[Task objective]
Recast every line of the listing below as a numbered list, skipping any blank lines and leaving the pictures out.

[Stored data entries]
■ ■ ■ ■ ■

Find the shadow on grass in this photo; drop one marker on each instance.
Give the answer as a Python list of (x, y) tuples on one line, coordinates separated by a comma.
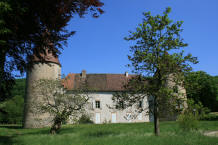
[(6, 140), (100, 134), (11, 126)]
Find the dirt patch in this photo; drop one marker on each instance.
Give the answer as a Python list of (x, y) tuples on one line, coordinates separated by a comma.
[(211, 133)]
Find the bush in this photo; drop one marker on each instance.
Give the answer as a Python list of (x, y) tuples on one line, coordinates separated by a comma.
[(85, 119), (210, 117)]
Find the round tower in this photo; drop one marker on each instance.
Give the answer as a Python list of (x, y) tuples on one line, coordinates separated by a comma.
[(49, 68)]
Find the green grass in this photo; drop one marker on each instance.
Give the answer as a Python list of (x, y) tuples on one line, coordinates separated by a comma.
[(110, 134)]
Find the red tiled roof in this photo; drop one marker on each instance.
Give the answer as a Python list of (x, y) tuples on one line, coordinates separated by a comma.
[(97, 82)]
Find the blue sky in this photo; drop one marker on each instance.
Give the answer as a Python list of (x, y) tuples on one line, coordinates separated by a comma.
[(98, 45)]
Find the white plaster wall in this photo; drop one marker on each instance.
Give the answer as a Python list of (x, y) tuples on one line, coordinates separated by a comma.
[(105, 111)]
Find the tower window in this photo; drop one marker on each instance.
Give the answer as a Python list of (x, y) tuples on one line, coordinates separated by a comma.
[(97, 104)]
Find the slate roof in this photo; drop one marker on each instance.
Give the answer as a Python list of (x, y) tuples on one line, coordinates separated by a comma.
[(97, 82)]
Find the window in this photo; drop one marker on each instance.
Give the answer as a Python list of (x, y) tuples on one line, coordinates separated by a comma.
[(120, 105), (97, 104), (140, 104), (175, 89)]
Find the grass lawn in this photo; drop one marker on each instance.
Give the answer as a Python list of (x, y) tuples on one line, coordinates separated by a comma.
[(110, 134)]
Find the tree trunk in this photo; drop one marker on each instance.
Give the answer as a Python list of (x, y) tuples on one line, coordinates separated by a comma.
[(2, 71), (156, 119), (55, 127)]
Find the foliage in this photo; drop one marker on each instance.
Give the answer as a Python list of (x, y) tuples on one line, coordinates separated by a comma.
[(31, 26), (110, 134), (13, 109), (53, 99), (13, 106), (158, 55), (85, 119), (201, 87), (210, 117), (189, 119)]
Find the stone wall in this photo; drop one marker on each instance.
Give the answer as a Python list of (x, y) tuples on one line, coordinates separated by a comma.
[(39, 71)]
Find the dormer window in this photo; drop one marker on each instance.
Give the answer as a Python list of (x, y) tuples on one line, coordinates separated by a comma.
[(97, 104)]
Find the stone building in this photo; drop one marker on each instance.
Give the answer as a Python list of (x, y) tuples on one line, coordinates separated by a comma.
[(50, 68), (101, 106)]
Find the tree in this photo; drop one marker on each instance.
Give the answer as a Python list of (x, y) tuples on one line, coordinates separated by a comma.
[(28, 27), (201, 87), (158, 56), (55, 101), (12, 108)]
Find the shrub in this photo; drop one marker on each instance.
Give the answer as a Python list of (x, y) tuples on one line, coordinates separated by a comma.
[(85, 119), (210, 117)]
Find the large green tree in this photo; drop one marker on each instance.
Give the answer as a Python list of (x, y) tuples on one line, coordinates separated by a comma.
[(157, 56), (201, 87), (28, 26)]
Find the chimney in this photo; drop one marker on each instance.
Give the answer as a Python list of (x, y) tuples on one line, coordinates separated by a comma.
[(126, 74), (83, 73)]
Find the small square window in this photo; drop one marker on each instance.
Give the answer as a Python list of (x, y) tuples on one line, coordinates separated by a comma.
[(97, 104)]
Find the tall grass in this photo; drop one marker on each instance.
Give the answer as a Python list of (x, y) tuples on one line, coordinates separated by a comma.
[(110, 134)]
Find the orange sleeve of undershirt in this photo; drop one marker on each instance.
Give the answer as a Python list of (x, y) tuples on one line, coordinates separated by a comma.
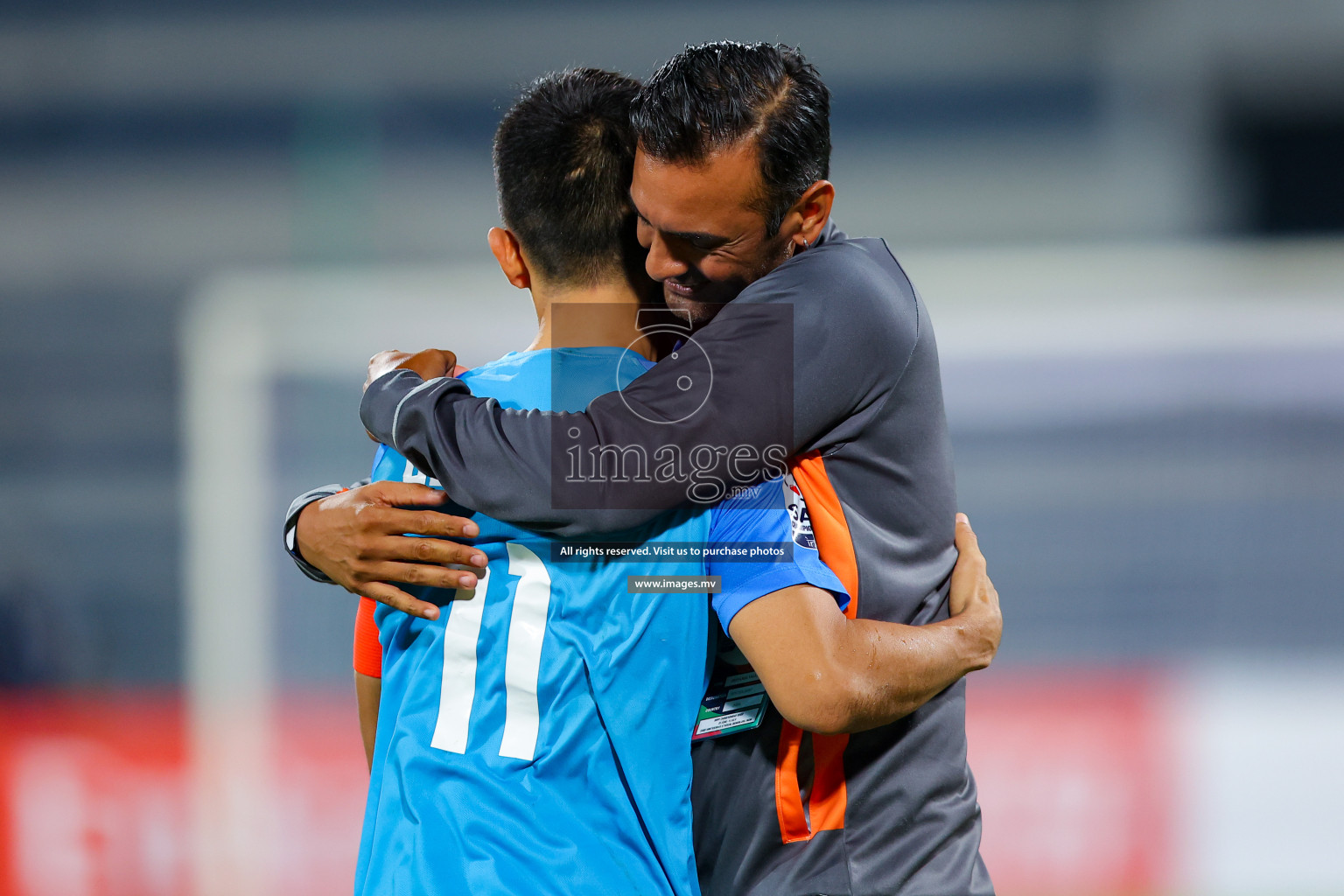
[(368, 649)]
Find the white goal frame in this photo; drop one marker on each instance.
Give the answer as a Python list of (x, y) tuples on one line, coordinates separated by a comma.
[(246, 329)]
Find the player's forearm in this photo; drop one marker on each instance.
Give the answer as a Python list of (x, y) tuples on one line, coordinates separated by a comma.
[(724, 411), (887, 670), (831, 675), (368, 692), (492, 459)]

■ ■ ■ ■ ■

[Exercise answer]
1. Find the shadow on grass in this photo; drop one marker on each instance.
2. Give the answer as a Python list of (x, y) tuples on one line, coordinates separated by a comma.
3. [(6, 140), (100, 134), (11, 126)]
4. Find the dirt patch in this photo; drop one marker on each instance.
5. Give the answer as a Python list of (x, y) tuples on one line, coordinates separated by a comma.
6. [(211, 133)]
7. Find the bush in this photo; drop one marker on each instance.
8. Give the answer as a Python list of (x, y) tuples on one line, coordinates separated by a comma.
9. [(85, 119), (210, 117)]
10. Find the round tower in this photo; drop one marker on each instance.
11. Give the answer as a Python list of (x, y) tuples on one line, coordinates separated by a comma.
12. [(49, 68)]
13. Find the green grass in this photo; drop one marker on each instance.
14. Give the answer as a Python list of (x, y) tuples on one line, coordinates separated by a comma.
15. [(110, 134)]
16. Find the red tiled roof in this photo; drop one marker on each instance.
17. Give the answer as a Python list of (x, y) tuples on one line, coordinates separated by a comma.
18. [(97, 82)]
19. Find the blue sky in this photo; drop one marker on each instance.
20. Give the answer as a Python list of (x, y) tuples on one line, coordinates separated by a comma.
21. [(98, 45)]
22. Find the white plaster wall in this photo; drop one marker on each instance.
23. Give the answer as a Python list of (x, y) tuples on one line, coordinates separated by a comma.
24. [(105, 111)]
25. Find the tower window in this photo; drop one marker on each instance.
26. Give the answer as a Python list of (x, y) tuples on one line, coordinates separated by a comma.
27. [(97, 104)]
28. Find the slate roof in this photo; drop one marker on each instance.
29. Give the answer as a Python list of (x, y) tuples on one line, coordinates separated by a comma.
30. [(97, 82)]
31. Find the window in this photo; drop one marker on each instance.
32. Give the answer as a Python list of (x, y) tuples on one line, coordinates separated by a comma.
33. [(120, 105), (97, 104), (140, 104), (175, 89)]
34. Find the grass lawn in this photo; drop one marker on each instance.
35. Give the answer as a Python list of (x, y) tuples on one line, coordinates separated by a comma.
36. [(110, 134)]
37. Find the tree trunk in this photo; drop one marker on each instance.
38. Give the answer as a Python list of (x, y) tuples on one line, coordinates separated by a comma.
39. [(2, 71), (156, 119), (55, 127)]
40. Find the foliage in this photo; drop one marker on each instance.
41. Give the answer as a Python list of (x, y) tuples on one line, coordinates separated by a comma.
42. [(31, 26), (110, 134), (13, 109), (53, 99), (13, 106), (158, 55), (85, 119), (201, 87), (210, 117), (189, 119)]
43. Find the stone wall in this photo; drop one marker on each instance.
44. Give the answer as a Python list of (x, y) tuples on one line, coordinates separated by a comma.
45. [(39, 71)]
46. Find the dormer window in this photo; drop one marker on each instance.
47. Give the answer as a Python list of (x, y) tuples on one line, coordinates separated by a comma.
48. [(97, 104)]
49. Find the stone building in this photo; drop one marker on each instance.
50. Give the answer as a Python list of (x, y) tuples on one line, coordinates separated by a comma.
51. [(50, 68), (101, 106)]
52. Find the tree in this photo; drop one marker on each instance.
53. Give the answer as a Python list of (x, y) tuples on one line, coordinates separated by a comma.
54. [(28, 27), (201, 87), (158, 56), (55, 101), (12, 108)]
55. Find the shrub in this photo; drop one marker on each instance.
56. Give the answer as a Python list of (x, y) tuples on one line, coordinates separated by a comma.
57. [(85, 119), (210, 117)]
58. Find the large green tree in this photo; drop one marker on each instance.
59. Give the answer as a Python list of (x, y) tuples on one line, coordinates separated by a comma.
60. [(157, 56), (201, 87), (28, 26)]
61. Find the chimney in this photo; drop one marker on each instance.
62. Give the answer as a Python list of (x, y) tuples on one line, coordinates separated by a comma.
63. [(126, 74), (83, 73)]
64. Find the small square window in this photo; drop one marker on each instance.
65. Give the answer as a Python list of (x, y) tuples on one line, coordinates separated by a comma.
66. [(97, 104)]
67. Find the tall grass in this photo; drop one marker on each instance.
68. Give the answer as a Python list of (x, y) tuples on one line, coordinates separated by a comma.
69. [(110, 134)]
70. Find the orange sleeve of undershirt in this photo; drop one marker on each instance.
71. Give the answer as a Python list of (x, y) tuples on one line, coordinates separated by a comma.
72. [(368, 649)]
73. Find the white goal frame in this photo; drop one marker on each instance.
74. Give the answer as a Python list of (x, y) tuples on one line, coordinates separated by a comma.
75. [(246, 329)]
76. Find the player's forearm in this photo; drop one marker on each instance.
77. Give the answer as a Python list of (x, y) tuples on one line, coordinates separated by a comma.
78. [(724, 411), (887, 670), (831, 675), (368, 692), (492, 459)]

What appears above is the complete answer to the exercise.